> [Directions for this task] Using the listing, work out the number of lines where "white" shows up, and answer with that number alone.

> [Input data]
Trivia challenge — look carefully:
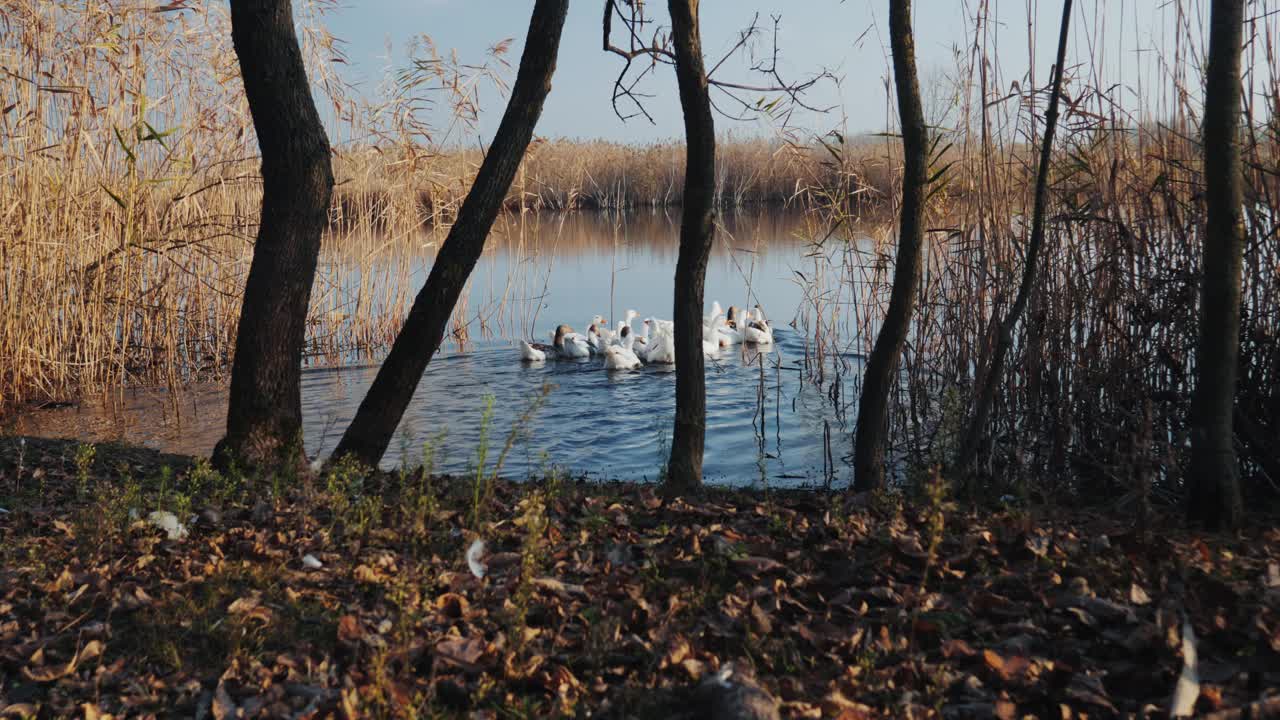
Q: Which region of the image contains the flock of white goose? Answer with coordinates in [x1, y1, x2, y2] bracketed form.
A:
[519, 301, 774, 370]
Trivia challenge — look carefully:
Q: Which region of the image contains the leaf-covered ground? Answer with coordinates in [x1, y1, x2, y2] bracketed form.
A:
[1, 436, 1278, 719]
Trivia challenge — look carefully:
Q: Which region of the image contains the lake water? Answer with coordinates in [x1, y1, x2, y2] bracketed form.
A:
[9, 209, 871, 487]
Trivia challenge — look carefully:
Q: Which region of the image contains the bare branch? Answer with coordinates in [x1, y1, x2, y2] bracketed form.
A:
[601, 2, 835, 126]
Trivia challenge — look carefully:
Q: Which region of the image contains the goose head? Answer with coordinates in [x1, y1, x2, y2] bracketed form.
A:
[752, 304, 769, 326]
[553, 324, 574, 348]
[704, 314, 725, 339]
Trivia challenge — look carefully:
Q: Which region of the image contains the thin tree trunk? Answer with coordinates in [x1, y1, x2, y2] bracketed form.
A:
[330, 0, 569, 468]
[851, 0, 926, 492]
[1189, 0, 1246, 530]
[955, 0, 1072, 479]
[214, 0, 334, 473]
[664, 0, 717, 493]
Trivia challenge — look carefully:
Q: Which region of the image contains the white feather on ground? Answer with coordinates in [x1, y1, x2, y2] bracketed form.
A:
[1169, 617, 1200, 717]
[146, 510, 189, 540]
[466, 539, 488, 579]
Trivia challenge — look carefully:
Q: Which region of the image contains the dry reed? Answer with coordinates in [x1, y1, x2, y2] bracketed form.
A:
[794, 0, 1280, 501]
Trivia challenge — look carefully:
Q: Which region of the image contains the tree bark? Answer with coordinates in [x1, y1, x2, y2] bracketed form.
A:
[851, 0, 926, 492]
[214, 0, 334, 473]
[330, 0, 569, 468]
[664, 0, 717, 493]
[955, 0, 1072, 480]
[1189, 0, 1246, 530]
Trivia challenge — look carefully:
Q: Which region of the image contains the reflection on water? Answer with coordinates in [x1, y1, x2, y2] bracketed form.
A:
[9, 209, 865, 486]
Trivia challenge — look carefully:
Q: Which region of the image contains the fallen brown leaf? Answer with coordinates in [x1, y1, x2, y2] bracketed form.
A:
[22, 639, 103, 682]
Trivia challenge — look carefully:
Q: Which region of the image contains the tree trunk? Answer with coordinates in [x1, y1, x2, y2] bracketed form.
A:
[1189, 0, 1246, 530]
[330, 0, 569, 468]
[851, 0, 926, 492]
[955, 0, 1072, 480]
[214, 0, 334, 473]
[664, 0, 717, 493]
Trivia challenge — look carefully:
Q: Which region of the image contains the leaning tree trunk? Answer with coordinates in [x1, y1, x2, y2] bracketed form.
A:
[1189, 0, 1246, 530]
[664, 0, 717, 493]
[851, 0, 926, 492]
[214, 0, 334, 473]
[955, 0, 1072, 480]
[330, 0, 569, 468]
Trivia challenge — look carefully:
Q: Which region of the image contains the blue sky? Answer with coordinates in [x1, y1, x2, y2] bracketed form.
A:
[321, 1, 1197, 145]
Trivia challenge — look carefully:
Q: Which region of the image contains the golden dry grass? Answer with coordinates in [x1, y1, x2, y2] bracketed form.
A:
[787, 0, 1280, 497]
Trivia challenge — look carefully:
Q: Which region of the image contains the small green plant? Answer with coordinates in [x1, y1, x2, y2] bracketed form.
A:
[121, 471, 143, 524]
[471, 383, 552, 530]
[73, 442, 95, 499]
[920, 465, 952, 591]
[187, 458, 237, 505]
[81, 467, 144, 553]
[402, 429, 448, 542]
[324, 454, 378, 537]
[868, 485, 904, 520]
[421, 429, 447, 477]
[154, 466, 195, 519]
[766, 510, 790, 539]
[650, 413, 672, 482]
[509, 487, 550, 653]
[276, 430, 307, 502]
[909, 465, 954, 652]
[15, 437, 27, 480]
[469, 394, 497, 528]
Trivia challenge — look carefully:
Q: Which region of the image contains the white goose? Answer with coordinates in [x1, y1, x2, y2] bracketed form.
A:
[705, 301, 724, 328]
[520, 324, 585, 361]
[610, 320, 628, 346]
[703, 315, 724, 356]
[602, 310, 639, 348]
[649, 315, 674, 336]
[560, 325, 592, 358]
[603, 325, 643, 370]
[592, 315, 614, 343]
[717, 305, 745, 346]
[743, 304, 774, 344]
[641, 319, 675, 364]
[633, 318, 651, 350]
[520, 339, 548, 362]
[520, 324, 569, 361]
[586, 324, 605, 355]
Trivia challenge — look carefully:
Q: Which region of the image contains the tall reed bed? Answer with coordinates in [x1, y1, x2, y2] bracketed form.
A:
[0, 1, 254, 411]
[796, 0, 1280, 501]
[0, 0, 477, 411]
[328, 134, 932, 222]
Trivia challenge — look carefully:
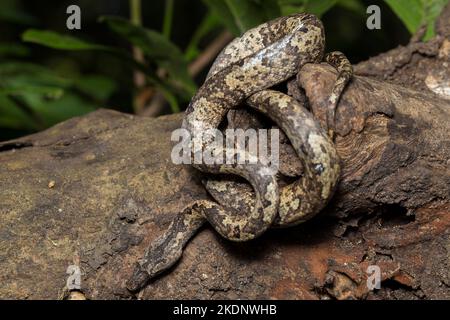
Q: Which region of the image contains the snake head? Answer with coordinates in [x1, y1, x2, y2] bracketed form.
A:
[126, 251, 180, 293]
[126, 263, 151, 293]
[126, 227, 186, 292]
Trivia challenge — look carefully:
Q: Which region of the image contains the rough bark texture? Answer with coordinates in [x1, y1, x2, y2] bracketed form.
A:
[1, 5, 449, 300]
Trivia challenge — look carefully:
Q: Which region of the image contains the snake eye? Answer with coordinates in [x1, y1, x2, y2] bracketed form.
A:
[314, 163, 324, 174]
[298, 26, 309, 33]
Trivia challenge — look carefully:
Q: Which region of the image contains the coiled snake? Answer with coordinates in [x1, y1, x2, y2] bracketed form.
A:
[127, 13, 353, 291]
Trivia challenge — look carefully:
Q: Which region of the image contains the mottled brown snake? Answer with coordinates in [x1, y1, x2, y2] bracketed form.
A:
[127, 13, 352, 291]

...

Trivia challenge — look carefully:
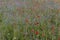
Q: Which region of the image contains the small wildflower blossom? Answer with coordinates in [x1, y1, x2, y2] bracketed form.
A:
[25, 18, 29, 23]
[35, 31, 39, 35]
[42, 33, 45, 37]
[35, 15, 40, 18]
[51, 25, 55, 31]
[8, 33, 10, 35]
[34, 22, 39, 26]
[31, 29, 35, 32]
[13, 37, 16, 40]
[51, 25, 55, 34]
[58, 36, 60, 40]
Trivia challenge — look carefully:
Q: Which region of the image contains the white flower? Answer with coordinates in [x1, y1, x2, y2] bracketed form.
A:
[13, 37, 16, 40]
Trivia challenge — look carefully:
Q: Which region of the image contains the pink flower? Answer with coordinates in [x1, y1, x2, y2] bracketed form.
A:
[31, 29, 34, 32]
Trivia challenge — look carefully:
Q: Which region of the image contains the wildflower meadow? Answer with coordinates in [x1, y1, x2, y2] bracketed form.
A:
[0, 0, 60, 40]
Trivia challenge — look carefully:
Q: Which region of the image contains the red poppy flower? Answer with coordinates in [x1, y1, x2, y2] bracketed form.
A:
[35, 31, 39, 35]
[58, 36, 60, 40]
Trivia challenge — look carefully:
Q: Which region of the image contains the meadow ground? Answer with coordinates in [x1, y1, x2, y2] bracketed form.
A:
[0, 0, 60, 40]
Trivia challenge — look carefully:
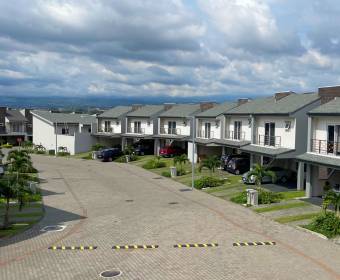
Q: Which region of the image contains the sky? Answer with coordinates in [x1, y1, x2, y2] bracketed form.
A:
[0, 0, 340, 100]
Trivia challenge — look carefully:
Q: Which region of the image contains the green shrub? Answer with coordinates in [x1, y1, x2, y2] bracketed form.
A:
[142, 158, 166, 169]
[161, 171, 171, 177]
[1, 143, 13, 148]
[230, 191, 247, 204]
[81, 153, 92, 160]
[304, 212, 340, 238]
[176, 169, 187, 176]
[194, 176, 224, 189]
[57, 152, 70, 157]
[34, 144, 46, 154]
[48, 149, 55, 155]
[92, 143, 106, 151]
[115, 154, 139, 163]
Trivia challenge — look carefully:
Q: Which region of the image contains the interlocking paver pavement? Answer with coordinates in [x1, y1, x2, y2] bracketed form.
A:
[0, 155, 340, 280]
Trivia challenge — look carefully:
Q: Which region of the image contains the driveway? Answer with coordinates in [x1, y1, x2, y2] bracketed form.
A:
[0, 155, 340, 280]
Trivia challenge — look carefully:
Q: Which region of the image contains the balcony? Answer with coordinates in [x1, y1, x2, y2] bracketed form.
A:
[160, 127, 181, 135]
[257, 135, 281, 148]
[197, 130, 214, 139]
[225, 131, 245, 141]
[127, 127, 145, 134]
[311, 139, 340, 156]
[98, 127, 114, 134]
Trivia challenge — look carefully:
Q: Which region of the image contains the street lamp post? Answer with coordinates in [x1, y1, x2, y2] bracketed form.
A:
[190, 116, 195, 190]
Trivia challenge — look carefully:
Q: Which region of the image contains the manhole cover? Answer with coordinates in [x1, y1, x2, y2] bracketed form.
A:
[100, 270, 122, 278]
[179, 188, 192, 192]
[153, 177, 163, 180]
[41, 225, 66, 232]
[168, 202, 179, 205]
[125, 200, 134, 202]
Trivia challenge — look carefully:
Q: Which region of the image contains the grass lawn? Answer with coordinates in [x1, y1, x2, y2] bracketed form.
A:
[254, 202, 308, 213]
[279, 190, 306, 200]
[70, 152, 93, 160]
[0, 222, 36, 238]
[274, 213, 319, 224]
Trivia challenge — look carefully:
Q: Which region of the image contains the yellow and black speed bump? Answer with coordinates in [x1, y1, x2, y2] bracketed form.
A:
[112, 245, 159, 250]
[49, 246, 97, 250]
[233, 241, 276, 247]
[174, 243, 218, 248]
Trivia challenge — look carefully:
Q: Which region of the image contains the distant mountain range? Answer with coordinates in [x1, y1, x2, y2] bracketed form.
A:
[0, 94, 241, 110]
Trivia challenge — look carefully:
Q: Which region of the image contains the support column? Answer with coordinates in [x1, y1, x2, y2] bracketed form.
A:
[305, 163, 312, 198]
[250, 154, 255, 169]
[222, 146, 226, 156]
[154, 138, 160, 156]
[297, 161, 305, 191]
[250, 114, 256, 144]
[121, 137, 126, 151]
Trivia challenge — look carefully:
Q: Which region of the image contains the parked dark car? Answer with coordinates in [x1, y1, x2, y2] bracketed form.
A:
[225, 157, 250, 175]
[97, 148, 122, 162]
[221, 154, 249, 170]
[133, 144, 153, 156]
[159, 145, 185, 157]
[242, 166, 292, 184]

==

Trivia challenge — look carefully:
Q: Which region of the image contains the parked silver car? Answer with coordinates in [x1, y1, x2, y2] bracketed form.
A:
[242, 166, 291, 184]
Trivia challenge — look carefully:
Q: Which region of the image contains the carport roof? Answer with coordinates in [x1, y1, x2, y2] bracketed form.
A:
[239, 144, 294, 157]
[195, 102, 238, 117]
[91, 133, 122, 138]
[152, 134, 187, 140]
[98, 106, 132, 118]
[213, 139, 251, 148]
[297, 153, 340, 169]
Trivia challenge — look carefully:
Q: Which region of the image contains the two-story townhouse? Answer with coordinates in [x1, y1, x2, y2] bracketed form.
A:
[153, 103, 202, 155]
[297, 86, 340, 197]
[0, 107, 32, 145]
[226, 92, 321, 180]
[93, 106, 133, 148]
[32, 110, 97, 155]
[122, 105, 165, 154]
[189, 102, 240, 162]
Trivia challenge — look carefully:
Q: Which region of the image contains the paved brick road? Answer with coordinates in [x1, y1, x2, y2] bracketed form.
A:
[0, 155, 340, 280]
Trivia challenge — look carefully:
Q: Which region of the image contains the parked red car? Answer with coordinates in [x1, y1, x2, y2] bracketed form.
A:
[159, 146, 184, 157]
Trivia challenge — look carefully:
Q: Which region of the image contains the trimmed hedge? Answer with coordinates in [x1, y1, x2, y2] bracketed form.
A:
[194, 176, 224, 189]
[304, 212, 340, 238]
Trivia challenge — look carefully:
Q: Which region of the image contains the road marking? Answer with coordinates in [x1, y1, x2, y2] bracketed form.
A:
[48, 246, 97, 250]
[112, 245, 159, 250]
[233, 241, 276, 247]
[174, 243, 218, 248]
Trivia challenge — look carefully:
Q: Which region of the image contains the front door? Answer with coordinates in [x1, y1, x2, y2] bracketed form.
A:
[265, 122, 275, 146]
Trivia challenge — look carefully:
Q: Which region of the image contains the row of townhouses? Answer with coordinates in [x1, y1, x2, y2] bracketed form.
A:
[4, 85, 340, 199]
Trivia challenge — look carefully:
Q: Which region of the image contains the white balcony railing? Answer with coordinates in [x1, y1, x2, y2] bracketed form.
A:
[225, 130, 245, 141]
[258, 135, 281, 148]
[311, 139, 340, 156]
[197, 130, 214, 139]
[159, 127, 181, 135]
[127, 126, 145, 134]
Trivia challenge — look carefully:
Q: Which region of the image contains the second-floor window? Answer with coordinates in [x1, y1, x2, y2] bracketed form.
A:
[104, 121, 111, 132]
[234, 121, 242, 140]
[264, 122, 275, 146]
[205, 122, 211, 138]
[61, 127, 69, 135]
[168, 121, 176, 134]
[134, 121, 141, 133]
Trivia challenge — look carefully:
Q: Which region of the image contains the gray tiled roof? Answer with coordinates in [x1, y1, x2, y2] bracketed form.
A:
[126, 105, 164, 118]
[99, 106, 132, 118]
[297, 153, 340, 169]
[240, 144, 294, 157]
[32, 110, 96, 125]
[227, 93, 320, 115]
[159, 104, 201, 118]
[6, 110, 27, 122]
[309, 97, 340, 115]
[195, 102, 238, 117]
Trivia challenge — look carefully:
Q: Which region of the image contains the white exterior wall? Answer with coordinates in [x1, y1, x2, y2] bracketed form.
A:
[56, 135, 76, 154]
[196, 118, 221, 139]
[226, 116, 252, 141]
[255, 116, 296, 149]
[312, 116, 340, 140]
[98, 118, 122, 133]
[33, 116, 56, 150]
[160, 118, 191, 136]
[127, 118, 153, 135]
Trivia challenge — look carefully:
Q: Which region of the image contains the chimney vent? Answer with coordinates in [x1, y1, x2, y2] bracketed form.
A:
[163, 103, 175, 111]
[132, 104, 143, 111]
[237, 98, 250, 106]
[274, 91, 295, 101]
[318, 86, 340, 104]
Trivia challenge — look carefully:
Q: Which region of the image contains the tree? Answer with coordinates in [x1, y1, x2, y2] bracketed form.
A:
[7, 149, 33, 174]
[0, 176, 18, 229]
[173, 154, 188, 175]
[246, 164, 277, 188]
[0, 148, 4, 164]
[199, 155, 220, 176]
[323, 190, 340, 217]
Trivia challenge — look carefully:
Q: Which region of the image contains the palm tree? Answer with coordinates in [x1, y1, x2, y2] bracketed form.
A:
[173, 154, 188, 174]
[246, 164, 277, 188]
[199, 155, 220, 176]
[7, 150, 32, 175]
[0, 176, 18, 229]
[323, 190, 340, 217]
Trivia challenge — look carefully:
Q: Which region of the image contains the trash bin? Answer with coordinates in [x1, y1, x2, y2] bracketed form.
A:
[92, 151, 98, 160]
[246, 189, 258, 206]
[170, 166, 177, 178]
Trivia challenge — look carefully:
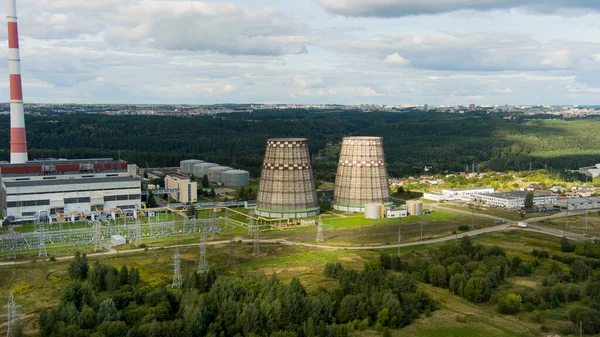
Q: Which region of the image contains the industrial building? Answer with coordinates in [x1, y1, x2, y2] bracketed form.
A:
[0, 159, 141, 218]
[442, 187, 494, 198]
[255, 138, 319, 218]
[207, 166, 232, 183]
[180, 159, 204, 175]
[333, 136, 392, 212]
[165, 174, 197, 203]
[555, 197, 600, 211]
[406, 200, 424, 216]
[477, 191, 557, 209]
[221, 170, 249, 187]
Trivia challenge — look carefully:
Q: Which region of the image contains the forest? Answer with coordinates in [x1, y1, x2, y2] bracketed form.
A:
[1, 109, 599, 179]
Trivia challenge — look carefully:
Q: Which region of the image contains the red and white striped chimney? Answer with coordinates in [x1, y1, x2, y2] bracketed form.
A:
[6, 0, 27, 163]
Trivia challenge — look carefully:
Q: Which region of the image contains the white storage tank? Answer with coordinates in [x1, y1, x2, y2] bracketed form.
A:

> [Reply to the task] 8